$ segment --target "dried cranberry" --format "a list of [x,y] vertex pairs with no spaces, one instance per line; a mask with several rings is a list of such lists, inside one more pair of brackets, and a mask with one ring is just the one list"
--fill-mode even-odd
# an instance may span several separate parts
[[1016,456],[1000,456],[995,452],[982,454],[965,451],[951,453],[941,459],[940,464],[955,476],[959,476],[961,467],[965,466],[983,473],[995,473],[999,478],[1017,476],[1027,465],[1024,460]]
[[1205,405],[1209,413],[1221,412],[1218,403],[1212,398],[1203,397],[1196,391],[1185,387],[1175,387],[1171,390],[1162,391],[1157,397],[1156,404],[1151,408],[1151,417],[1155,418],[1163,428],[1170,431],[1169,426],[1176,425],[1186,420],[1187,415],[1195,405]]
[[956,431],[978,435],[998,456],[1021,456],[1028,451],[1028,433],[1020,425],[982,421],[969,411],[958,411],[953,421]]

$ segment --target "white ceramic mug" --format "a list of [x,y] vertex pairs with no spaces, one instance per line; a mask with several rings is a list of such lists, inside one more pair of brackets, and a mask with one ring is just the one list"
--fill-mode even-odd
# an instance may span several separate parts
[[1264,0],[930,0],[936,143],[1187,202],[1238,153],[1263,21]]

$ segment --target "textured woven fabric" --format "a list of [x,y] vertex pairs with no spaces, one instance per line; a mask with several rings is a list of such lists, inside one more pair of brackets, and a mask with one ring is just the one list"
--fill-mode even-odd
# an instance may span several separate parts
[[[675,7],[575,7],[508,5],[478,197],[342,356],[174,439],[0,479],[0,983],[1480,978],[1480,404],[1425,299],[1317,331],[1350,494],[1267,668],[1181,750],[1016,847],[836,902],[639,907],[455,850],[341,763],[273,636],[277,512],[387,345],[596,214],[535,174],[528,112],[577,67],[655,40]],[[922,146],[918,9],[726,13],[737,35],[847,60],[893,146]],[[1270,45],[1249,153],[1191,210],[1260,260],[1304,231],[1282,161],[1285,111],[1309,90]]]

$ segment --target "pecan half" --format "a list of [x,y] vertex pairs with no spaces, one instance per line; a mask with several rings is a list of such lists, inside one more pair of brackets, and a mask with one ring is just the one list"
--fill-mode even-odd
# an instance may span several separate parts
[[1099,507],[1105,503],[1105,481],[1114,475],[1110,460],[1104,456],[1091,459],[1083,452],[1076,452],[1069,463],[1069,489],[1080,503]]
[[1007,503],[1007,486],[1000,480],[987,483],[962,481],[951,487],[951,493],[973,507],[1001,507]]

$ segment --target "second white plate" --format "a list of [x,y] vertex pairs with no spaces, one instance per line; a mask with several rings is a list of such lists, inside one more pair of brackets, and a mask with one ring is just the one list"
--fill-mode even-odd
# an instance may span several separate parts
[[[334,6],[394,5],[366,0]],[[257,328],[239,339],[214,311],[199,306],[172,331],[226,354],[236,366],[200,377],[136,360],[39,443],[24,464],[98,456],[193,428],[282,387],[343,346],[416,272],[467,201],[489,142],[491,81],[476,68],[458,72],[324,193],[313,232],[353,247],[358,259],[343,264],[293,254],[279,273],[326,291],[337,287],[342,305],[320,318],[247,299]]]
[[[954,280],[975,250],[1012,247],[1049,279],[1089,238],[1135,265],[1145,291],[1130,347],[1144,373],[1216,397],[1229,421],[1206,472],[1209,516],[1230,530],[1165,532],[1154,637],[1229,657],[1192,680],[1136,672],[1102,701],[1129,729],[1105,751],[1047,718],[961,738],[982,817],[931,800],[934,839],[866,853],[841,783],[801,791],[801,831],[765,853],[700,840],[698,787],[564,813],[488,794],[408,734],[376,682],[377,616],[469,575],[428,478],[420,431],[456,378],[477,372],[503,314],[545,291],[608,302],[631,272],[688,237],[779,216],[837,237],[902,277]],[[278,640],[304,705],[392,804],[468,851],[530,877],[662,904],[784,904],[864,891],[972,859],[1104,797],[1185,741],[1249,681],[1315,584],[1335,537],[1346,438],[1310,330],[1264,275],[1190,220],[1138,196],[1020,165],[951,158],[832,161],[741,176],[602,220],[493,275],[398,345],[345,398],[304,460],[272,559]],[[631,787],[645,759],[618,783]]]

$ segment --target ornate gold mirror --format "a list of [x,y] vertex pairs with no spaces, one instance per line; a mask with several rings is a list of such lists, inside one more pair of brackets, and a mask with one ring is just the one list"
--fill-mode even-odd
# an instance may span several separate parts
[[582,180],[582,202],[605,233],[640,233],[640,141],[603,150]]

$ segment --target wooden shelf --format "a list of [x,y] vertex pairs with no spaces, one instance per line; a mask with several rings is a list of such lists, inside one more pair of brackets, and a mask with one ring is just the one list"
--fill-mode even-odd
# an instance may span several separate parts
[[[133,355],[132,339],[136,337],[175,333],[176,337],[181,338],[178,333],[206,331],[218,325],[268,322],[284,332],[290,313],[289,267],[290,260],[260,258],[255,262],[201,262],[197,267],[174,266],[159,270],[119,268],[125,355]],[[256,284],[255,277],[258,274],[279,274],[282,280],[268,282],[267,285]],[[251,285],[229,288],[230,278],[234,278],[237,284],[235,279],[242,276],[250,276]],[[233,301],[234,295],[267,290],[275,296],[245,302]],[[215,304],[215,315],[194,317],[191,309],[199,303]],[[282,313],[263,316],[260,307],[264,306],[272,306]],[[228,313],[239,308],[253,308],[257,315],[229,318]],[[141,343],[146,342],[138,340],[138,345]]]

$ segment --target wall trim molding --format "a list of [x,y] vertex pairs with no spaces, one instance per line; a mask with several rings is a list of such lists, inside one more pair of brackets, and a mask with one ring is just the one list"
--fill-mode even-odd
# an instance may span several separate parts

──────────

_WHAT NEEDS TO BE DONE_
Using the listing above, please repeat every entry exactly.

_EXERCISE ANSWER_
$ segment --target "dried cranberry" --format "a list of [x,y] vertex pairs with no spaces, one instance per line; a mask with several rings is a list of such lists, inside one more pair of brackets, and a mask with one ring is just the one list"
--fill-mode even-odd
# an instance may span several separate parts
[[1016,456],[1000,456],[995,452],[982,454],[965,451],[951,453],[941,459],[940,464],[955,476],[959,476],[961,467],[965,466],[983,473],[995,473],[999,478],[1017,476],[1027,465],[1024,460]]
[[1205,405],[1209,413],[1221,412],[1218,403],[1212,398],[1203,397],[1196,391],[1185,387],[1175,387],[1171,390],[1162,391],[1157,397],[1156,404],[1151,408],[1151,417],[1155,418],[1163,428],[1170,431],[1169,426],[1176,425],[1186,420],[1187,415],[1195,405]]
[[956,431],[978,435],[998,456],[1021,456],[1028,451],[1028,433],[1020,425],[982,421],[969,411],[958,411],[953,421]]

$ segment --target "white ceramic mug" --format "a list of [x,y] vertex pairs with no spaces, one instance per line; a mask with several rings is a list of such lists, inside one more pair of brackets, and a mask with one ring is just the one list"
--fill-mode even-odd
# an instance may span several separate parts
[[1264,0],[930,0],[936,143],[1187,202],[1238,153],[1263,21]]

$ segment --target "textured woven fabric" --format "a list of [x,y] vertex pairs with no spaces, one instance per line; a mask with several rings is a list of such lists, inside one more pair of brackets, and a mask with one ring is just the one list"
--fill-mode even-odd
# an instance may span several separate parts
[[[675,7],[575,7],[508,5],[478,197],[342,356],[174,439],[0,479],[0,983],[1480,978],[1480,404],[1425,299],[1317,331],[1350,494],[1267,668],[1181,750],[1016,847],[836,902],[639,907],[455,850],[341,763],[273,636],[277,512],[387,345],[596,214],[535,174],[528,112],[577,67],[655,40]],[[922,146],[918,9],[726,13],[737,35],[847,60],[893,146]],[[1270,45],[1249,153],[1191,210],[1260,260],[1304,231],[1282,161],[1285,111],[1309,90]]]

$ segment --target "pecan half" --format "a list of [x,y] vertex pairs with no spaces, one instance per line; a mask with several rings is a list of such lists, inside one more pair of brackets, and a mask with one ring is just the one list"
--fill-mode even-odd
# an instance may span several separate parts
[[1099,507],[1105,503],[1105,481],[1114,475],[1110,460],[1104,456],[1091,459],[1083,452],[1076,452],[1069,463],[1069,489],[1080,503]]
[[1007,503],[1007,486],[1000,480],[987,483],[962,481],[951,487],[951,493],[973,507],[1001,507]]

$ segment --target "second white plate" --format "a list of [x,y] vertex pairs with no spaces, one instance per line; a mask with several rings is a list of such lists, inside one more pair of brackets, and a mask with one ring is just the one list"
--fill-mode even-odd
# an instance may span several separate parts
[[[334,6],[394,5],[366,0]],[[257,328],[239,339],[214,311],[199,306],[172,331],[226,354],[236,366],[200,377],[136,360],[39,443],[24,464],[98,456],[193,428],[282,387],[343,346],[416,272],[467,201],[489,142],[491,81],[476,68],[458,72],[324,193],[313,232],[353,247],[358,259],[343,264],[293,254],[279,273],[326,291],[337,287],[342,305],[320,318],[247,299]]]
[[[954,280],[975,250],[1012,247],[1049,279],[1089,238],[1135,265],[1145,291],[1130,347],[1144,373],[1216,397],[1229,421],[1206,472],[1209,516],[1230,530],[1165,532],[1154,637],[1229,657],[1192,680],[1136,672],[1102,701],[1129,729],[1105,751],[1047,718],[961,738],[982,817],[931,800],[934,839],[866,853],[841,783],[801,791],[801,831],[765,853],[700,840],[698,787],[564,813],[488,794],[408,734],[376,682],[377,616],[469,575],[428,478],[420,431],[456,378],[477,372],[503,314],[545,291],[608,302],[631,272],[688,237],[779,216],[837,237],[902,277]],[[278,640],[304,705],[392,804],[468,851],[530,877],[662,904],[784,904],[864,891],[972,859],[1104,797],[1185,741],[1249,681],[1315,584],[1335,537],[1346,438],[1310,330],[1264,275],[1190,220],[1138,196],[1020,165],[951,158],[832,161],[741,176],[602,220],[493,275],[398,345],[345,398],[304,460],[272,559]],[[631,787],[645,759],[618,783]]]

$ segment --target ornate gold mirror --format "a list of [x,y] vertex pairs with no spaces, one instance per line; a mask with several rings is a list of such lists, inside one more pair of brackets, and a mask with one ring is just the one list"
--fill-mode even-odd
# an instance may span several separate parts
[[582,180],[582,202],[605,233],[640,233],[640,141],[603,150]]

$ segment --target wooden shelf --format "a list of [x,y] vertex pairs with no spaces, one instance per line; a mask with several rings is a list of such lists, inside one more pair of brackets, and a mask with one ring is just the one list"
--fill-mode even-odd
# an instance may span several separate parts
[[[133,355],[132,339],[136,337],[175,333],[176,337],[181,338],[178,333],[206,331],[218,325],[268,322],[284,332],[290,313],[289,267],[290,260],[260,258],[255,262],[201,262],[197,267],[174,266],[159,270],[119,268],[125,355]],[[256,284],[255,277],[258,274],[279,274],[282,280],[268,282],[267,285]],[[251,285],[229,288],[230,278],[234,278],[237,284],[235,279],[242,276],[250,276]],[[233,301],[234,295],[267,290],[275,296],[245,302]],[[215,304],[215,315],[194,317],[191,309],[199,303]],[[282,313],[263,316],[260,307],[264,306],[272,306]],[[228,313],[239,308],[253,308],[257,315],[229,318]],[[141,343],[146,342],[138,340],[138,345]]]

$ segment --target wall trim molding --format "a list of [x,y] vertex pairs with no spaces, one instance per line; a mask with several rings is a list of such lists, inside one more pair of brackets, and a mask with one ring is just the one list"
--fill-mode even-odd
# an instance may span several separate parts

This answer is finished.